== RECORD EXCERPTS
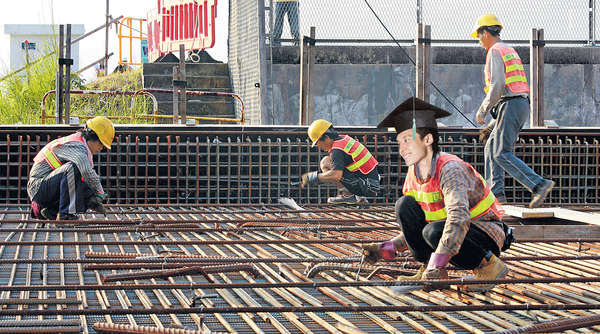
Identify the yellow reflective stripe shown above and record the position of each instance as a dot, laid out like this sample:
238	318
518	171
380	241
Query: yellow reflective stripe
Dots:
425	197
514	67
510	56
483	206
358	150
360	162
515	78
52	159
432	216
349	145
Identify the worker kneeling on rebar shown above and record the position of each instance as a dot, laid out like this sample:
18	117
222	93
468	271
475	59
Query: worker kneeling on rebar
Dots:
62	181
349	165
447	214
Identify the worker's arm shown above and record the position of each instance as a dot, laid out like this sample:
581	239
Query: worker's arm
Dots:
77	153
496	89
331	176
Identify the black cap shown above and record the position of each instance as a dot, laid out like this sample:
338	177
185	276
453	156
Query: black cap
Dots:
425	115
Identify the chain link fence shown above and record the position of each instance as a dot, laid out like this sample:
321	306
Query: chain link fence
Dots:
449	20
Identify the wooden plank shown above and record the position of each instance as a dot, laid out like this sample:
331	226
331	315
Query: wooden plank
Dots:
555	231
525	213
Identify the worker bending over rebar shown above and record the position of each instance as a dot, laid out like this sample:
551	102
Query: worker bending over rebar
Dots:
448	214
62	181
349	165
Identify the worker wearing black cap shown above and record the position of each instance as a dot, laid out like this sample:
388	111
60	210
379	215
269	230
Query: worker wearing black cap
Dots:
447	214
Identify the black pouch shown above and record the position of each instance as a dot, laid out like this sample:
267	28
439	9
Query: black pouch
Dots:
494	111
508	236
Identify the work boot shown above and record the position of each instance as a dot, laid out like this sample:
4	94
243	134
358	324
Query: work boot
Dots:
48	213
343	199
493	268
66	216
95	206
541	191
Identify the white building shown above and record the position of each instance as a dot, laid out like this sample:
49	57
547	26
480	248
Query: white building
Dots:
29	41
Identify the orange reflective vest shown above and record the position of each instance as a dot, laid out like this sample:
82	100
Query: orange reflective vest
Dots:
362	159
429	194
47	153
515	78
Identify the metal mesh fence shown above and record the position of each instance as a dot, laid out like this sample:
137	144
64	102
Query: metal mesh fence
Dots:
352	19
244	56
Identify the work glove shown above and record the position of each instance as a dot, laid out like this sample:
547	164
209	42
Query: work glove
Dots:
101	197
310	178
485	132
436	270
376	251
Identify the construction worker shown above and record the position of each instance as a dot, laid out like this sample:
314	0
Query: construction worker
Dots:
507	100
349	165
447	214
62	181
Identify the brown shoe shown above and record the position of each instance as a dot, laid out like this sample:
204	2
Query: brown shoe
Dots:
493	268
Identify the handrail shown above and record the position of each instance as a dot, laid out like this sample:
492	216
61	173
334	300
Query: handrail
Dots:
102	92
127	22
241	119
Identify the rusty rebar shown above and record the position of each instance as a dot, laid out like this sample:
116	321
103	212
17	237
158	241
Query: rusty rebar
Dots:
190	242
554	326
195	222
305	309
33	301
167	273
307	285
104	327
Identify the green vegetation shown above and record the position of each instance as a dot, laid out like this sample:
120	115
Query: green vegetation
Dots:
21	95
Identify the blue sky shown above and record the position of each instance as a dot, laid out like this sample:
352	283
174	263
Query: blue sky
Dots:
91	14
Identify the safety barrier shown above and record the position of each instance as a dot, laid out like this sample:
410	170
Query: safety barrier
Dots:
175	22
130	34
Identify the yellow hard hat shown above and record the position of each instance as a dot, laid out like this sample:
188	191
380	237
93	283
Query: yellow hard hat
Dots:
103	127
485	20
317	129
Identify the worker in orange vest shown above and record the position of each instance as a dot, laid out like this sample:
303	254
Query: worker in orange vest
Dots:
448	214
349	165
507	100
62	181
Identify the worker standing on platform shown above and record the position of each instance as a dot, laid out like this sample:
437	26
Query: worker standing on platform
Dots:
507	100
447	214
349	165
62	181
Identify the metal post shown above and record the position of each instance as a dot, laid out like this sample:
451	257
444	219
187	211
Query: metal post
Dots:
592	22
59	76
106	40
182	92
306	61
536	74
176	94
67	95
422	56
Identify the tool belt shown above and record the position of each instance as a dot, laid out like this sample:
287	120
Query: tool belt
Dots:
494	111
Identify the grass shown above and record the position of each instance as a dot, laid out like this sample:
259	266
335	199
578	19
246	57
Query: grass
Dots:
21	95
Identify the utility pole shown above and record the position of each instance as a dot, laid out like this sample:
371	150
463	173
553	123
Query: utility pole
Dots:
106	40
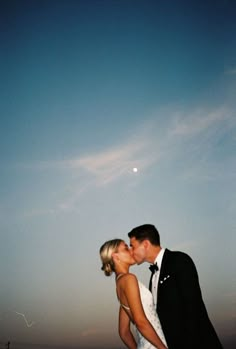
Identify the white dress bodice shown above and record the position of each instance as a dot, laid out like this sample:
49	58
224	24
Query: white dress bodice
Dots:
150	312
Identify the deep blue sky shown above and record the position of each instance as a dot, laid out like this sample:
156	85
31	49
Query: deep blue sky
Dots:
90	90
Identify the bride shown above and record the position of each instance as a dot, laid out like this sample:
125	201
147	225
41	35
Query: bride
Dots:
136	302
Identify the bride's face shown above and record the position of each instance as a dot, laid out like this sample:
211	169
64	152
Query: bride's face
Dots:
125	254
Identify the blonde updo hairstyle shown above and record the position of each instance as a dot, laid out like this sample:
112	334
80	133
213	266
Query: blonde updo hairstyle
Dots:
106	251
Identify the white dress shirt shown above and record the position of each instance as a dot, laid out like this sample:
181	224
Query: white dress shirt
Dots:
156	275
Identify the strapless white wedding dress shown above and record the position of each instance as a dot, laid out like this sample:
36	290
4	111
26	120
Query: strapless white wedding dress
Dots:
150	311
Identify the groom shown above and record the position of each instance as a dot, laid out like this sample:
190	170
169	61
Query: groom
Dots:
176	292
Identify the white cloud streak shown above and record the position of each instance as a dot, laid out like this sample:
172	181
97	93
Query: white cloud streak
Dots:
151	144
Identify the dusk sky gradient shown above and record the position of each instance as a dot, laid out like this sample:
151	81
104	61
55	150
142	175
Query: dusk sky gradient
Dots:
89	90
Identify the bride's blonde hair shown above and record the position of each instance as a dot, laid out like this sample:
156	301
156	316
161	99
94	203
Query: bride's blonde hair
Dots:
106	251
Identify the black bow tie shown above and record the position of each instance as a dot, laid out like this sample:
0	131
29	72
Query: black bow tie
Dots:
153	267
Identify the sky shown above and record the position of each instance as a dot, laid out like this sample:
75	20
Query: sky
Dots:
91	90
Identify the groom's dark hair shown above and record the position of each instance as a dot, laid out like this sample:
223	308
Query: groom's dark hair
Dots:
146	232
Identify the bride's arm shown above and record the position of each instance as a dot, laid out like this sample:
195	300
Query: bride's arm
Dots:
124	330
131	290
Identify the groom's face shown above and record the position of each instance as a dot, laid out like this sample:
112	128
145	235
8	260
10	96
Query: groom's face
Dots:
138	250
====
Do not copy the pictures, but repeat every line exactly.

Identify the yellow reflective stripe shown above and record the position of each instance as a dot, laid out like this sample:
238	318
518	171
380	241
Query: yellow reflective stripe
Dots:
425	197
514	67
510	56
483	206
358	150
360	162
515	78
52	159
432	216
349	145
Identify the worker kneeling on rebar shown above and record the position of each instance as a dot, laid out like this sample:
18	117
222	93
468	271
475	59
Query: worker kneeling on rebar
Dots:
62	181
349	165
447	214
Identify the worker's arm shown above and record the position of each instance as a dot, laid out like this sample:
581	239
Query: worker's arm
Dots:
77	153
496	89
331	176
Identify the black cap shown above and record the position of each instance as a dot, laid out like this sample:
338	177
185	276
453	156
Query: black cap
Dots:
425	115
Identify the chain link fence shown above and record the position of each instance as a dot, laid out like this sample:
321	306
Query: chain link fence
Dots:
449	20
Identify the wooden plank shown above and record the position of each instance as a dot, laid out like this sample:
331	226
331	315
Query: wooden plank
Dots:
555	231
525	213
Identify the worker bending over rebar shown above and record the position of each instance as a dot, laid out like this sample:
551	102
Query: worker bending over rebar
Dots:
448	214
62	181
349	165
Identify the worker wearing black cap shown above and record the position of each instance as a dot, laid out like this sample:
388	111
60	210
379	215
269	230
Query: worker wearing black cap
Dots:
447	214
Identify the black pouch shown above and record the position of each instance as a dot, laid out like this sample:
267	28
439	9
Query: black pouch
Dots:
494	111
508	236
Identify the work boot shown above and record the position of each instance as a dot, laid out like this sample:
4	94
243	134
358	324
Query: work boot
Dots:
48	213
343	199
493	268
66	216
95	206
541	191
Identify the white building shown above and record the position of each instance as a dot, laid out like this sample:
49	57
547	26
480	248
Query: white building
Dots:
29	41
Identify the orange reflective vest shown above and record the position of each instance as a dot, laid out like this sample:
82	100
Query: orange reflective vest
Dots:
362	159
429	194
47	153
515	78
Identify the metal mesh fence shown above and record the position of each instance as a dot, laid out like this sample:
137	144
64	102
Query: metal mesh fence
Dots:
352	19
244	56
Identify the work glove shown above and record the position of each instance as a dot, laid out like this sample:
547	164
209	42
Query: work glove
Dots:
101	197
310	178
485	132
436	270
376	251
Identify the construction worker shown above and record the position of each instance as a dot, laid out like this sample:
314	0
Query: construction worker
Dots:
507	100
349	165
447	214
62	181
Identify the brown shoe shown above and record the position of each instance as a dot, laid out like this sample:
204	2
Query: brown shoe
Dots:
493	268
Identify the handrail shown above and record the position of each instance as a dot, laid out like this sample:
492	216
61	173
334	300
Query: handrail
Dots:
102	92
127	22
241	119
Identify the rusty rebar shown above and record the position of each instance as a dot, laid out like this sample:
116	321
103	212
17	237
158	241
Query: rusty rebar
Dots:
190	242
554	326
195	222
305	309
33	301
167	273
307	285
104	327
Identify the green vegetation shown above and record the position of each instance as a dot, laid out like this sample:
120	115
Query: green vegetation
Dots:
21	95
Identify the blue sky shown above and record the position of each instance as a dot, laid out like this sample:
352	283
174	263
Query: blue sky
Dots:
91	14
Identify the safety barrier shown above and record the position of each instance as a dot, laid out like this sample:
410	170
Query: safety barrier
Dots:
175	22
130	34
Identify the yellow hard hat shown above and record the position of each instance as a dot, laid out like this sample:
188	191
380	237
93	283
Query: yellow hard hat
Dots:
103	127
485	20
317	129
Identify the worker in orange vest shown above and record the position of each instance as a dot, laid out like this sample:
303	254
Query: worker in orange vest
Dots:
448	214
349	165
507	100
62	181
Identify the worker standing on platform shown above and record the position of each instance as a dot, laid out like this sample:
437	26
Query: worker standing on platform
Dots:
507	100
447	214
349	165
62	181
Identify the metal post shown above and record the position of each instance as a dot, laid out like this sample:
451	257
444	219
187	211
Query: metal post
Dots:
592	22
59	76
106	40
182	92
306	61
536	74
176	94
67	95
422	56
Identify the tool belt shown above and record the position of each instance as a dot, laid out like this sample:
287	120
Query: tool belt
Dots:
494	111
Identify the grass shown above and record the position of each instance as a dot, laid out like this sample:
259	266
335	199
578	19
246	57
Query: grass
Dots:
21	95
Identify the utility pole shown above and record the position of each instance as a dot, laid out like this sample:
371	150
463	173
553	123
Query: utility pole
Dots:
106	40
Identify the white dress bodice shown above and record the position of each instance as a dot, laid out like this sample:
49	58
224	24
Query: white dress bodice
Dots:
150	312
Identify the deep blue sky shown above and record the position of each instance as a dot, laid out like this sample:
156	85
31	49
Query: deep blue sky
Dots:
90	90
Identify the bride shown above and record the position of each instance as a dot, laid out like this sample:
125	201
147	225
41	35
Query: bride
Dots:
136	302
Identify the bride's face shown above and record the position of each instance as a dot, laid out like this sample:
211	169
64	152
Query: bride's face
Dots:
125	254
Identify the blonde updo hairstyle shown above and record the position of each instance as a dot, laid out like this sample:
112	334
80	133
213	266
Query: blonde updo hairstyle
Dots:
106	251
Identify the white dress shirt shown above and record the position of each instance as a dot, laid out like this sample:
181	224
Query: white dress shirt
Dots:
156	275
Identify the strapless white wedding dress shown above and record the position of each instance as a dot, laid out like this sample:
36	290
4	111
26	120
Query: strapless white wedding dress
Dots:
150	311
Identify the groom shown above and record the position of each instance as a dot, laid out like this sample:
190	170
169	61
Query: groom
Dots:
176	292
Identify the white cloud streak shown above and record the position of each instance as a dot, laid out like this sample:
172	181
97	93
Query: white cloud streak
Dots:
151	144
Identify the dusk sky gradient shown above and record the position of each instance as a dot, laid out like this sample:
151	81
104	61
55	150
142	175
Query: dusk sky gradient
Dots:
89	90
Identify the bride's blonde hair shown above and record the position of each instance as a dot, laid out like this sample:
156	301
156	316
161	99
94	203
Query: bride's blonde hair
Dots:
106	251
Identify the black bow tie shown above and record the position of each instance as a dot, laid out like this sample:
0	131
29	72
Query: black bow tie
Dots:
153	267
Identify the sky shown above and record the position of each instance as a dot, laid out like this sample:
75	20
Query: sky
Dots:
91	90
Identify the groom's dark hair shown above and record the position of each instance as a dot, laid out like this sample:
223	308
Query: groom's dark hair
Dots:
146	232
Identify the bride's arm shown above and record the position of each instance as a dot, laid out like this sample:
195	300
Query: bride's arm
Dots:
124	330
131	290
Identify the groom's face shown above and record the position of each instance as a dot, laid out like this sample:
112	128
145	235
8	260
10	96
Query: groom's face
Dots:
138	250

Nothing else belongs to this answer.